◆ **EXERCISE DETAILS**
The answer should be a single number: how many lines in the material contain "shirt".

◆ **DATA EXTRACT**
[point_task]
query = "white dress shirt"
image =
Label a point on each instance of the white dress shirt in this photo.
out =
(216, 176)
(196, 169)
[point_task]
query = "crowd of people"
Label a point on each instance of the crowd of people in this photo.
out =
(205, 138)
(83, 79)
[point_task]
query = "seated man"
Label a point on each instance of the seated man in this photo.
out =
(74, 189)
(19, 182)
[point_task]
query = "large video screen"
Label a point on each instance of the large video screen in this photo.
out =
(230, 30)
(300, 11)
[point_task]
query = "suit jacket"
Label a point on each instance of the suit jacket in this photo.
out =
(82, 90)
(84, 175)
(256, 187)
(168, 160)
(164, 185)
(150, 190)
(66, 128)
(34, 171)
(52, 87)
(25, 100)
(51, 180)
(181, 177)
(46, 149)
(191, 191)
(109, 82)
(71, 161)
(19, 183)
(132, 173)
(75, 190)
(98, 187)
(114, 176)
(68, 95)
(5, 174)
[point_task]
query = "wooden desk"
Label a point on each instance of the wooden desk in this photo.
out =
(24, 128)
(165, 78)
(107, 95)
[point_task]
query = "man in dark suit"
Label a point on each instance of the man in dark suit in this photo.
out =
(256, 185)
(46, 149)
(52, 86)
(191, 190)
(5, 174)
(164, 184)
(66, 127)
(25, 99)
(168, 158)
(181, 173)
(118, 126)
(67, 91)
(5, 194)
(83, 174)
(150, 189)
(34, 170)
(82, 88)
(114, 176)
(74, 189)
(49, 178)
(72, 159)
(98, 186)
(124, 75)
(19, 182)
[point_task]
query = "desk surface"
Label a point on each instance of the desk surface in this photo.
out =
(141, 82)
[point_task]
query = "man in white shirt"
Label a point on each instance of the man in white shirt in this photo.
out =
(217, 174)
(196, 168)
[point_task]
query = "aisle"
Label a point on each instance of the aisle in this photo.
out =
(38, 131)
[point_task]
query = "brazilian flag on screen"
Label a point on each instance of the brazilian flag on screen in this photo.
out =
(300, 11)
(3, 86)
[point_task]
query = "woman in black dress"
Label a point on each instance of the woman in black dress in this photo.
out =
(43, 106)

◆ **EXERCISE RESPONSE**
4